ENTRIES PROVIDED:

====================

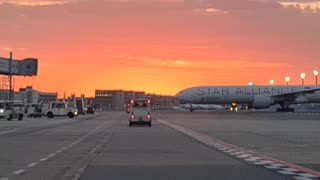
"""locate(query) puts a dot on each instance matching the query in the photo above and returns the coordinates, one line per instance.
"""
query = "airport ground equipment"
(54, 109)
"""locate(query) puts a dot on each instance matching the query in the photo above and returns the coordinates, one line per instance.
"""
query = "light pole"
(315, 73)
(303, 75)
(271, 82)
(287, 78)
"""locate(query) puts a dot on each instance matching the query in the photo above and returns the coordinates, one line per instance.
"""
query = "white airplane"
(257, 97)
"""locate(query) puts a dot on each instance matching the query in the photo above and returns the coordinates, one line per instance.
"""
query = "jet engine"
(261, 102)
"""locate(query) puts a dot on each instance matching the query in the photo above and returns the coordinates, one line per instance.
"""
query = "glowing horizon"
(160, 46)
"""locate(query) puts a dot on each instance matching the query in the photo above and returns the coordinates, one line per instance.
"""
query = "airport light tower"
(271, 82)
(315, 73)
(303, 75)
(287, 79)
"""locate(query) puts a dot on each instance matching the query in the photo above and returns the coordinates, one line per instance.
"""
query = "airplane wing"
(292, 96)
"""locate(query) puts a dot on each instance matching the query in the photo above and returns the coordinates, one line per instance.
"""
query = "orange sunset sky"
(160, 46)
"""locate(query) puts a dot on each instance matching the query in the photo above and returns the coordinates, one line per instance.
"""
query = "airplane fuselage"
(243, 94)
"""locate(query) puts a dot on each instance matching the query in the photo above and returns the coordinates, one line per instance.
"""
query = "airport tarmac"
(179, 145)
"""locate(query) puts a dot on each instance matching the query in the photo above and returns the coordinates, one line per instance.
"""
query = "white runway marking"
(32, 165)
(282, 167)
(18, 172)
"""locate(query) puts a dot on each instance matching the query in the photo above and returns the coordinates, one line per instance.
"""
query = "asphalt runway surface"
(179, 145)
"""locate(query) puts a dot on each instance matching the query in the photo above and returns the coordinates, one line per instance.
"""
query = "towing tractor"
(54, 109)
(11, 110)
(140, 112)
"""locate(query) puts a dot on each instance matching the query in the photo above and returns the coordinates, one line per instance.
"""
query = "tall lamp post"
(315, 73)
(287, 79)
(303, 75)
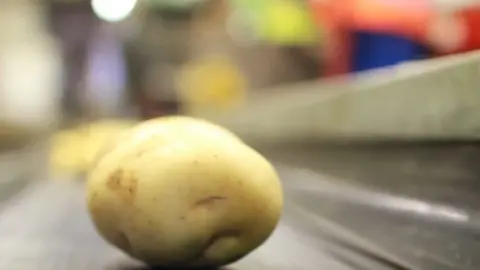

====================

WHAT YOU ARE ASKED TO DO:
The reply should reproduce every entry above word for word and contain no pictures.

OUTPUT:
"""locate(query) puts a dot on each instance matching the query in the photo above and returns the coordinates, one line per instance.
"""
query = "airport ground equipment"
(54, 109)
"""locate(query) puts a dot on each instance matching the query in the photo above and returns the coordinates, one line per instance.
"""
query = "light pole"
(315, 73)
(303, 75)
(271, 82)
(287, 78)
"""locate(query) puts a dot on each instance matching the query in the photo above and returns the coordinates, one line per instance.
"""
query = "white airplane"
(257, 97)
"""locate(query) puts a dot on each instance matching the query in the photo above and returns the coordinates, one line per instance.
"""
query = "jet engine"
(261, 102)
"""locate(query) puts a dot on each instance matching the query in the photo above and returns the coordinates, one line per instance.
"""
query = "glowing horizon"
(160, 46)
"""locate(query) puts a dot on each instance matching the query in the photo above and returns the coordinates, one line per instance.
"""
query = "airport light tower"
(271, 82)
(315, 73)
(303, 75)
(287, 79)
"""locate(query) puts a dot on each instance matching the query in the photo above and returns the coordinates, one line per instance.
"""
query = "airplane wing"
(292, 96)
"""locate(query) puts a dot on each instance matching the query in the photo above and returns the coordinates, one line per instance.
"""
query = "orange sunset sky"
(160, 46)
"""locate(query) puts a dot on each instance matching the query in the photo above and returns the coordinates, one line per instance.
"""
query = "airplane fuselage"
(243, 94)
"""locate(query) puts a dot on each instance matching the query in the photo above and returns the coordinates, one line per instance.
"""
query = "airport tarmac"
(179, 145)
"""locate(query) puts a dot on each instance matching the query in the photo above and returns the coordinates, one line per instance.
"""
query = "white runway marking"
(32, 165)
(282, 167)
(18, 172)
"""locate(query) puts a dot on each instance matching the query in the photo above and returns the coordinates, one line per instance.
"""
query = "asphalt runway surface"
(179, 145)
"""locate(query) puts a dot on each instance matching the query in the photo above and returns the coordinates, one line per instance.
"""
query = "towing tractor"
(54, 109)
(11, 110)
(140, 112)
"""locate(query) puts a dot on each instance matching the query in the photo above and returns the coordinates, one line per instance.
"""
query = "tall lamp post"
(315, 73)
(287, 79)
(303, 75)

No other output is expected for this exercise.